>> Start

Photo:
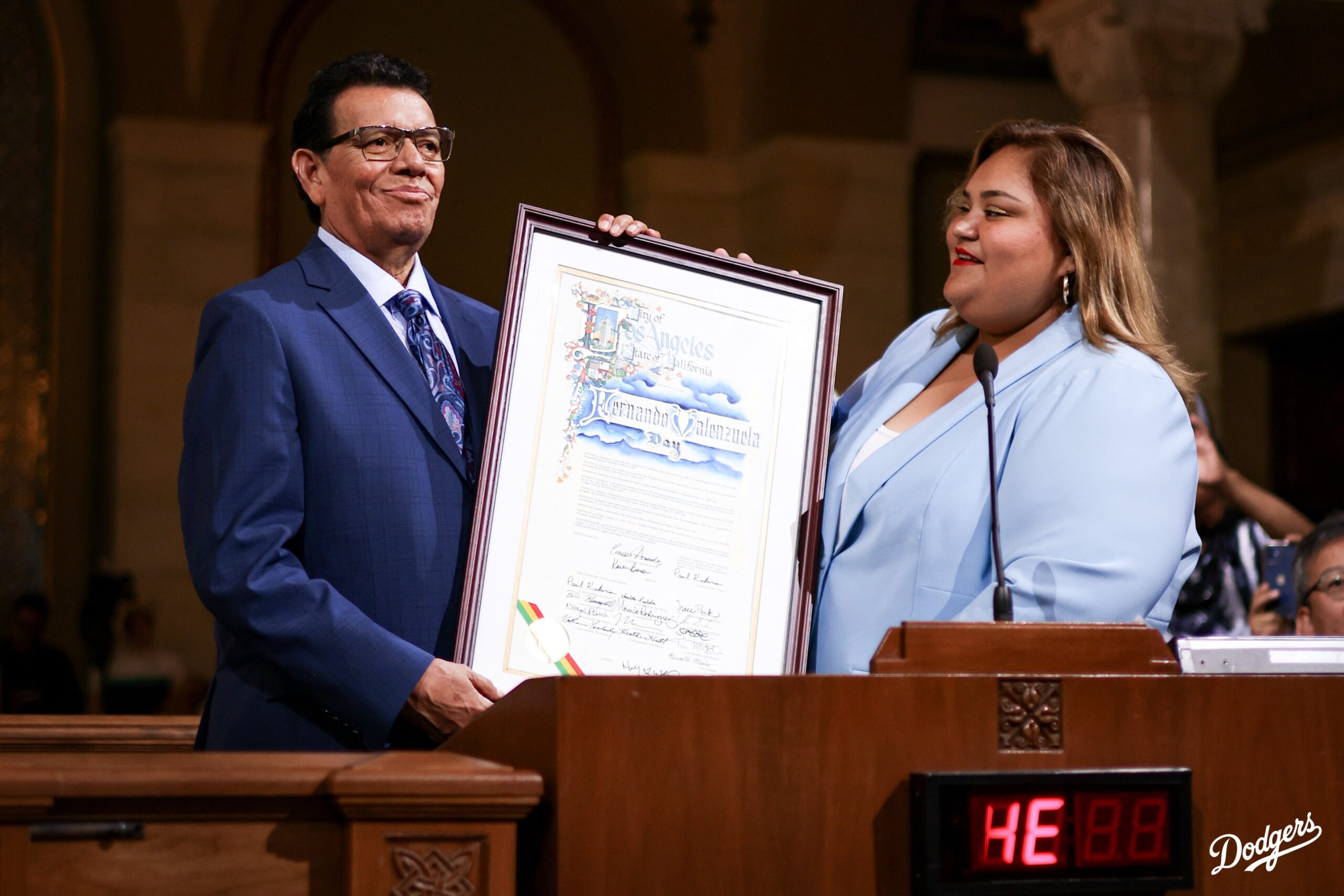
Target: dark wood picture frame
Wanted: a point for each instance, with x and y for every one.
(533, 220)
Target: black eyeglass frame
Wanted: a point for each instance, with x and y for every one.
(1332, 573)
(444, 133)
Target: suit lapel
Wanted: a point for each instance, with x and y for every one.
(475, 362)
(354, 311)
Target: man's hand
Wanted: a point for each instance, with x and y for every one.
(447, 698)
(1213, 469)
(742, 257)
(625, 225)
(1264, 618)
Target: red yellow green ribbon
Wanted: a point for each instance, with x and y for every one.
(565, 664)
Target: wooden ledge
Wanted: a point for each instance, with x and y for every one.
(99, 734)
(392, 785)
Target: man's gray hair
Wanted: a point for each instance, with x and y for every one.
(1330, 531)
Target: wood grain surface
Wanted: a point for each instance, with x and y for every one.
(781, 785)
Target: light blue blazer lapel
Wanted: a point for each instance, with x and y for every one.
(355, 312)
(901, 383)
(889, 460)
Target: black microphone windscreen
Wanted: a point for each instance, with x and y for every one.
(985, 361)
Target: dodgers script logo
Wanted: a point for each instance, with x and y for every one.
(1230, 851)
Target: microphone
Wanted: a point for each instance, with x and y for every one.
(987, 368)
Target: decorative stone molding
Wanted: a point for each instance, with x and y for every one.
(1112, 51)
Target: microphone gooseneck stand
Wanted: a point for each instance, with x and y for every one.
(987, 367)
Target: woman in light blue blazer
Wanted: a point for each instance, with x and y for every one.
(1096, 452)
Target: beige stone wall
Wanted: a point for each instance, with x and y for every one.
(185, 229)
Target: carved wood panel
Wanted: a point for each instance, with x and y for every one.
(1031, 715)
(437, 868)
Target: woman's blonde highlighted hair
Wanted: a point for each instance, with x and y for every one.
(1090, 201)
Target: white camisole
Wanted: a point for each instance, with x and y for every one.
(881, 438)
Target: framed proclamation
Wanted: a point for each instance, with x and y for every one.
(652, 471)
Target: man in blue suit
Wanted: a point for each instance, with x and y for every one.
(332, 428)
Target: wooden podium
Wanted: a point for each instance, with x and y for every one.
(800, 785)
(164, 824)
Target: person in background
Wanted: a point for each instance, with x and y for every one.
(1235, 518)
(37, 676)
(1319, 578)
(147, 679)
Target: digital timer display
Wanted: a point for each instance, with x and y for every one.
(1050, 832)
(1070, 830)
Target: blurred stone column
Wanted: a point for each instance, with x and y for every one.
(1148, 76)
(186, 222)
(832, 208)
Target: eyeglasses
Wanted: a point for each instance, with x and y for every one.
(383, 143)
(1331, 585)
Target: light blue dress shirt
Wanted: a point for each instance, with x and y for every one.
(1096, 493)
(383, 287)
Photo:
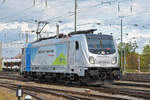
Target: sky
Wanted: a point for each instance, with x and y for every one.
(19, 17)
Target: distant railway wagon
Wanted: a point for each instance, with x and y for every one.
(81, 57)
(11, 64)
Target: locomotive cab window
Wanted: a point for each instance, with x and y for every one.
(77, 45)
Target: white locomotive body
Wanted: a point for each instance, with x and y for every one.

>> End

• [Problem description] Retype the line containing "Target: person in background" and all lines after it through the end of the material, exactly and only those, leaving out pictures.

• [Solution to this task]
Target: person in background
Wanted: a point for each instance, with x and y for every one.
(1235, 518)
(37, 676)
(1319, 578)
(147, 679)
Target: digital timer display
Wanted: a point for each instance, with x and y for every one.
(1050, 832)
(1070, 830)
Target: blurred stone column
Wanted: a point for each instance, with x and y for every one.
(1148, 76)
(186, 222)
(832, 208)
Target: eyeglasses
Wanted: a point for each instance, with x and y for every one.
(383, 143)
(1331, 585)
Target: light blue dress shirt
Wanted: a point for each instance, with x and y for every one.
(1096, 493)
(383, 287)
Photo:
Target: sky
Wanted: a point for each instance, with x and y for every one.
(19, 17)
Target: distant railway wagon
Wanted: a point for each instance, with x and y for every one.
(81, 57)
(11, 64)
Target: locomotive cab window
Wanted: a point for each instance, with x and y for every one.
(77, 45)
Target: white locomotive body
Wanted: a point for each instance, with x and y for every one.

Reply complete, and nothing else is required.